- [What the exercise asks]: Reproduce the outsourcing passage below word for word, from its title through its final sentence.

Deloitte’s 2021 Global Shared Services and Outsourcing Survey
Outsourcing remains top of mind in 2022. In the Deloitte CFO Signals survey, 34% of Finance executives indicated that they expect to increase the use of outsourcing in their operations.
While cost improvements have always been a key objective of this hybrid operating strategy (84% of executives stated this), it was not the No.1 objective: standardization and efficiency of processes (88%) was the top objective of business executives surveyed. Other key drivers included driving business value (73%) and accelerating the digital agenda (61%).
Now, you can add access to talent to overcome the current labor shortage as a reason to incorporate outsourcing into your business operating model.
Actually, access to talent has always been a reason for outsourcing, it was just intertwined with cost reduction. But a company wouldn’t want to have lower skilled/poorly performing workers handling their administrative work just to receive lower costs.
Outsourcing firms actually HAVE to PROVE that they perform effectively. Service-Level Agreements (SLAs) are a key element of outsourcing agreements and they establish baseline performance standards against which they are regularly measured.
Most in-house or captive organizations do not issue monthly reports of performance at the functional and individual performer level. Outsourcing firms do.
Transitioning non-core, transactional work to an outsourcing provider allows you to not only reduce the cost of these (lower-value) tasks, but it also enables you to shift the focus on your retained organization to higher-value, more strategic activities. Typically, our experience has shown that anywhere from 75%-90% of an organization’s resources and focus are spent on transactional tasks.

- [Available data]:
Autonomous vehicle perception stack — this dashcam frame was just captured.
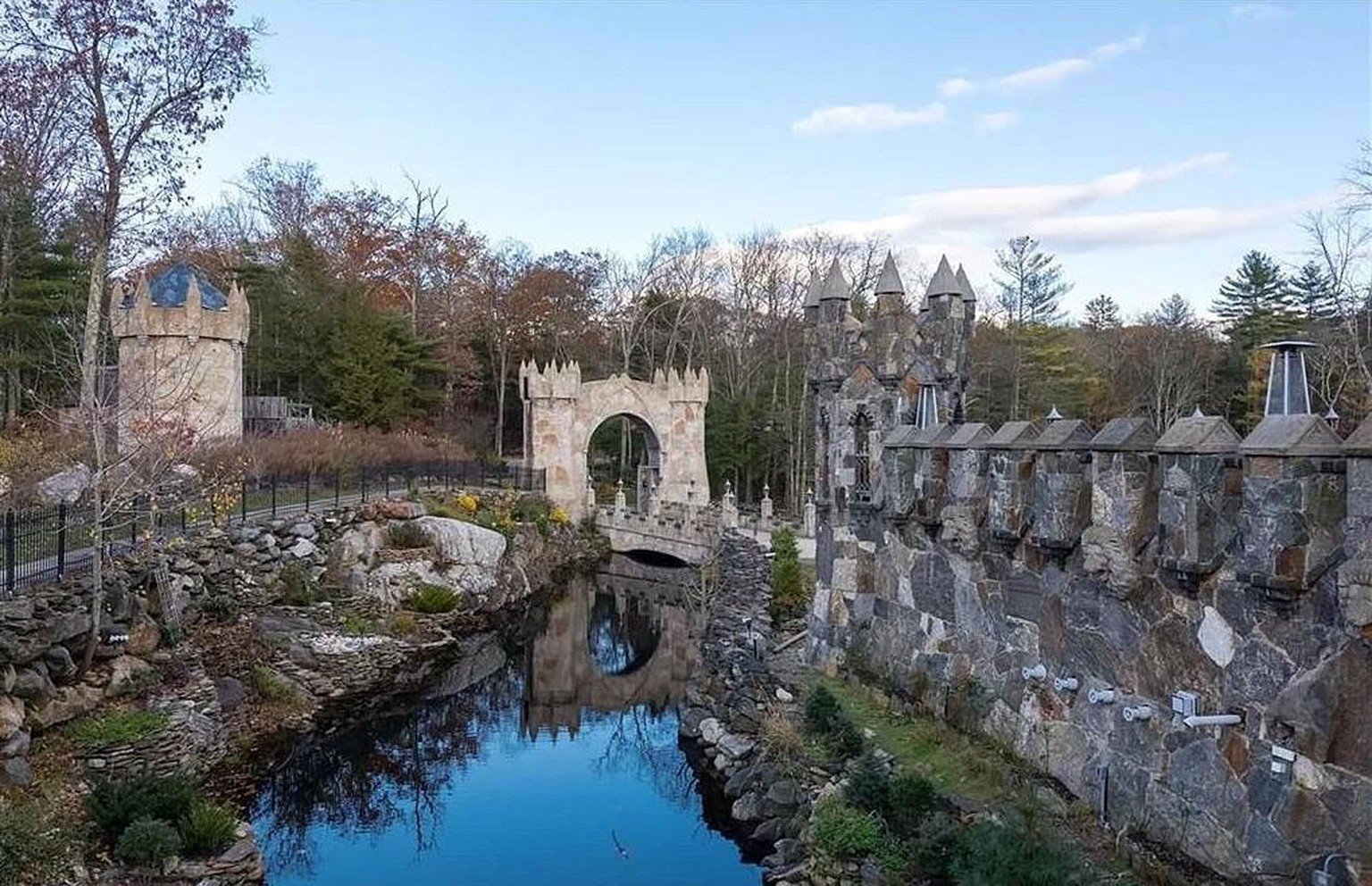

- [Final answer]:
Deloitte’s 2021 Global Shared Services and Outsourcing Survey
Outsourcing remains top of mind in 2022. In the Deloitte CFO Signals survey, 34% of Finance executives indicated that they expect to increase the use of outsourcing in their operations.
While cost improvements have always been a key objective of this hybrid operating strategy (84% of executives stated this), it was not the No.1 objective: standardization and efficiency of processes (88%) was the top objective of business executives surveyed. Other key drivers included driving business value (73%) and accelerating the digital agenda (61%).
Now, you can add access to talent to overcome the current labor shortage as a reason to incorporate outsourcing into your business operating model.
Actually, access to talent has always been a reason for outsourcing, it was just intertwined with cost reduction. But a company wouldn’t want to have lower skilled/poorly performing workers handling their administrative work just to receive lower costs.
Outsourcing firms actually HAVE to PROVE that they perform effectively. Service-Level Agreements (SLAs) are a key element of outsourcing agreements and they establish baseline performance standards against which they are regularly measured.
Most in-house or captive organizations do not issue monthly reports of performance at the functional and individual performer level. Outsourcing firms do.
Transitioning non-core, transactional work to an outsourcing provider allows you to not only reduce the cost of these (lower-value) tasks, but it also enables you to shift the focus on your retained organization to higher-value, more strategic activities. Typically, our experience has shown that anywhere from 75%-90% of an organization’s resources and focus are spent on transactional tasks.